Nouvelle idée du rôle du Conseil fédéral
L’idée que le Conseil fédéral se fait de son propre rôle a fondamentalement changé durant les vingt ans écoulés. L’évolution du rôle du président de la Confédération illustre ce constat. Considéré à l’origine comme un animateur des débats internes, le président de la Confédération est devenu le premier représentant de la Suisse, une sorte de super-ministre des affaires étrangères qui présente et explique la Suisse dans le public et à l’étranger. On assiste à un véritable concours entre les départements pour savoir qui va « fournir » la meilleure année présidentielle. Des interventions tapageuses dans les médias, des voyages vers des destinations politiques spectaculaires et des contacts avec les grands de ce monde sont devenus les seuls critères de classement dans cette pitoyable course au prestige et à la renommée.

Matériel:
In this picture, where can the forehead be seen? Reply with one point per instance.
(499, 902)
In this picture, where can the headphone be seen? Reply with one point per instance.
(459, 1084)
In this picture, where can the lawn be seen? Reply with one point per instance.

Consigne:
Répondez brièvement à ces questions sur l'extrait consacré au rôle du Conseil fédéral.
(a) Sur quelle période l'idée que le Conseil fédéral se fait de son propre rôle a-t-elle fondamentalement changé ?
(b) Comment le président de la Confédération était-il considéré à l'origine ?
(c) Quels critères de classement sont cités dans la dernière phrase ?
Le matériel provient d'une autre source que l'extrait.

Réponse:
(a) Durant les vingt ans écoulés.
(b) Comme un animateur des débats internes.
(c) Les interventions tapageuses dans les médias, les voyages vers des destinations politiques spectaculaires et les contacts avec les grands de ce monde.